*Exercise instructions*: Pick out each line below that contains the word "white" and copy it. The match must have the same uppercase and lowercase letters.

[Stored items from a collection]
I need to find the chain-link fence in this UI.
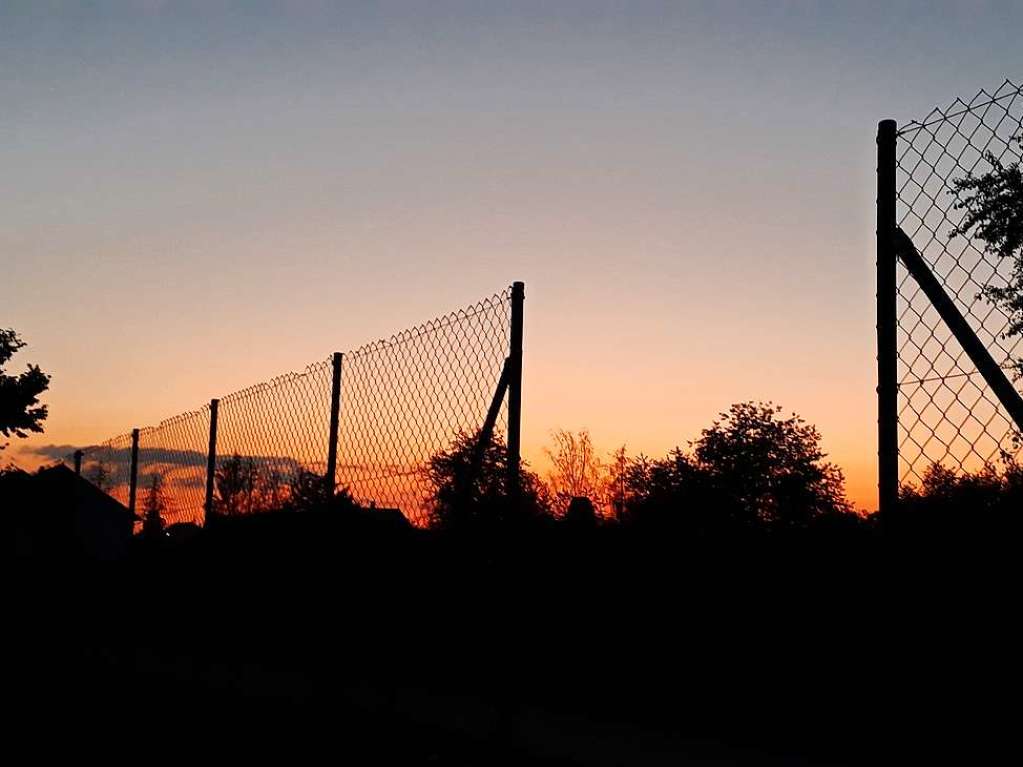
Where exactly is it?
[69,287,521,525]
[338,288,512,522]
[879,80,1023,483]
[136,406,210,525]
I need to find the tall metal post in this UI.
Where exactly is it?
[128,428,138,514]
[323,352,345,498]
[203,399,220,525]
[507,282,526,508]
[877,120,898,512]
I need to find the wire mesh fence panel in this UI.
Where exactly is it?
[69,287,513,528]
[337,288,512,525]
[82,434,131,506]
[214,360,331,515]
[896,80,1023,483]
[136,406,210,525]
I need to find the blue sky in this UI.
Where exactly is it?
[0,2,1023,511]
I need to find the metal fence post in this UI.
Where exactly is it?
[203,399,220,525]
[128,428,138,515]
[877,120,898,512]
[323,352,345,498]
[507,282,526,507]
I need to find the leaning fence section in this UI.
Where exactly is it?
[212,360,330,516]
[338,288,512,524]
[136,406,210,525]
[879,81,1023,484]
[69,283,523,529]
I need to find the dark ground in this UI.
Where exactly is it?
[12,514,1020,765]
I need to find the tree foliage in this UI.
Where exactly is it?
[544,430,611,515]
[0,328,50,450]
[948,135,1023,370]
[424,432,550,529]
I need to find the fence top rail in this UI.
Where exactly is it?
[345,286,512,360]
[215,357,330,407]
[897,78,1023,136]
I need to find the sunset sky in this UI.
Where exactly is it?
[0,0,1023,508]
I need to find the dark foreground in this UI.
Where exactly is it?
[12,514,1020,765]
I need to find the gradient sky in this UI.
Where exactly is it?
[0,0,1023,508]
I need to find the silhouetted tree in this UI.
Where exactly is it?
[142,472,167,538]
[608,445,629,522]
[424,432,550,528]
[214,453,259,516]
[693,402,851,529]
[88,458,110,490]
[544,428,609,515]
[0,328,50,450]
[892,453,1023,540]
[948,135,1023,372]
[624,402,858,534]
[287,468,329,511]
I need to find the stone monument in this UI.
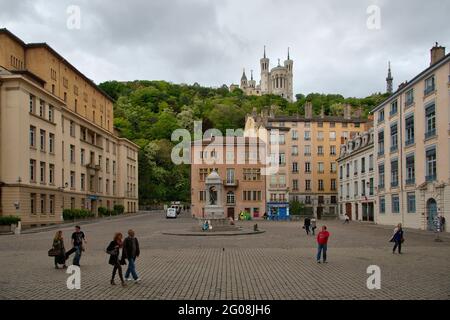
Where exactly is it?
[200,171,237,232]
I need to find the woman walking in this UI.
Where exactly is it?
[53,231,67,269]
[391,223,405,254]
[106,233,126,287]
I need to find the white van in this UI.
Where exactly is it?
[166,207,178,219]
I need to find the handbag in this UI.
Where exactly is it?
[48,248,61,257]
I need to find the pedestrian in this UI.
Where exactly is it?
[390,223,405,254]
[122,230,141,282]
[66,226,87,267]
[53,231,67,269]
[344,213,350,224]
[317,226,330,263]
[311,217,317,236]
[303,217,311,236]
[106,232,127,287]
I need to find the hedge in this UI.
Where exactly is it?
[63,209,95,220]
[0,216,21,226]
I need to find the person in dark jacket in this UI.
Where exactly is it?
[122,230,141,282]
[303,218,311,236]
[53,231,67,269]
[106,233,126,287]
[391,223,405,254]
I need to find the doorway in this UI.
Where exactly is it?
[427,199,437,231]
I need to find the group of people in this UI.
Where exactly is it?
[51,226,140,286]
[303,218,405,263]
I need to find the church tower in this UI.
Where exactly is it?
[386,61,394,94]
[260,46,271,94]
[284,48,294,101]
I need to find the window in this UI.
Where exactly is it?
[227,191,236,204]
[426,147,437,182]
[378,164,384,189]
[48,106,55,122]
[30,94,36,113]
[405,89,414,107]
[305,180,311,191]
[70,144,75,163]
[378,109,384,123]
[30,159,36,182]
[330,146,336,156]
[407,193,416,213]
[39,162,45,184]
[331,179,337,191]
[405,114,414,146]
[305,162,311,173]
[392,194,400,213]
[48,195,55,215]
[318,162,325,173]
[305,131,311,141]
[30,126,36,148]
[425,104,436,139]
[425,76,436,95]
[48,164,55,185]
[389,100,398,117]
[305,146,311,157]
[48,133,55,153]
[70,171,75,189]
[317,146,324,156]
[391,123,398,152]
[39,100,45,118]
[317,131,323,141]
[380,197,386,214]
[378,131,384,156]
[391,160,398,188]
[406,154,416,185]
[40,130,46,152]
[70,121,75,137]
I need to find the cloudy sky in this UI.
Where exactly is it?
[0,0,450,96]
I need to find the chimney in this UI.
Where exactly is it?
[305,101,312,119]
[430,42,445,66]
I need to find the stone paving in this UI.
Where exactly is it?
[0,213,450,300]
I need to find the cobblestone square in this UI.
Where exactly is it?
[0,213,450,300]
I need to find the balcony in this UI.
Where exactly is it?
[223,180,239,188]
[425,129,436,140]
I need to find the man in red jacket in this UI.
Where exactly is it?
[317,226,330,263]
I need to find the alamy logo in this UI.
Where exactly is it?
[366,266,381,290]
[66,266,81,290]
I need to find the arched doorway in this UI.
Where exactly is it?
[427,198,437,231]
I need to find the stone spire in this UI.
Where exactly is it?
[386,61,394,94]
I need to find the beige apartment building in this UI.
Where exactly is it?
[0,29,138,227]
[373,44,450,231]
[245,103,367,219]
[338,129,375,222]
[191,137,266,220]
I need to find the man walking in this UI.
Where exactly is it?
[66,226,87,267]
[122,230,140,282]
[317,226,330,263]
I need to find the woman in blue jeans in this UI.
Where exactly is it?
[122,230,140,282]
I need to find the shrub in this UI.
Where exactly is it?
[114,204,125,216]
[0,216,21,226]
[98,207,108,217]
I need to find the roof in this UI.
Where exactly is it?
[371,53,450,113]
[269,116,369,123]
[0,28,114,102]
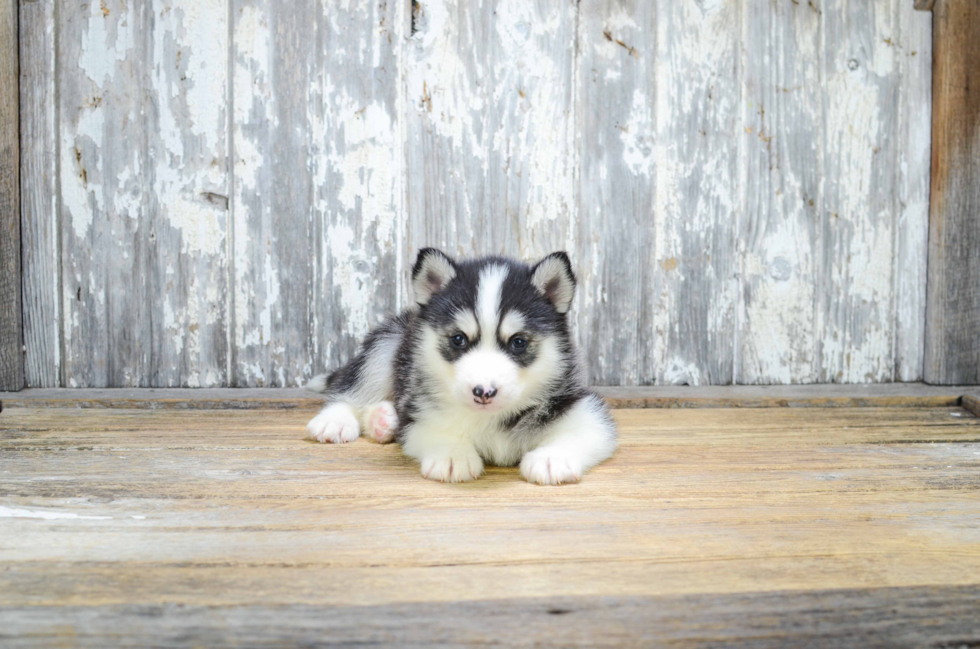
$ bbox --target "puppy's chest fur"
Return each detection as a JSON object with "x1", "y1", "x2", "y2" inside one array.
[
  {"x1": 307, "y1": 248, "x2": 616, "y2": 484},
  {"x1": 386, "y1": 310, "x2": 588, "y2": 466}
]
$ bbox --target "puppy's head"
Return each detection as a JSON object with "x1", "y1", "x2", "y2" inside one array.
[{"x1": 412, "y1": 248, "x2": 575, "y2": 413}]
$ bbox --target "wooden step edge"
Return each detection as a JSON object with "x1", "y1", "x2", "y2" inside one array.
[
  {"x1": 961, "y1": 391, "x2": 980, "y2": 417},
  {"x1": 0, "y1": 383, "x2": 980, "y2": 416}
]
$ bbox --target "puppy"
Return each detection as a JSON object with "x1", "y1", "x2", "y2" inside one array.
[{"x1": 307, "y1": 248, "x2": 617, "y2": 485}]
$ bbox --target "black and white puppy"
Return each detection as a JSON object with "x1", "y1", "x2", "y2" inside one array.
[{"x1": 307, "y1": 248, "x2": 617, "y2": 485}]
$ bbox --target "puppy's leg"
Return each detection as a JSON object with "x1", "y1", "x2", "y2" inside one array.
[
  {"x1": 361, "y1": 401, "x2": 398, "y2": 444},
  {"x1": 402, "y1": 422, "x2": 483, "y2": 482},
  {"x1": 306, "y1": 401, "x2": 361, "y2": 444},
  {"x1": 520, "y1": 394, "x2": 617, "y2": 485},
  {"x1": 306, "y1": 315, "x2": 406, "y2": 444}
]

*Written response*:
I need to find the white van in this UI.
$ bbox --target "black and white puppy"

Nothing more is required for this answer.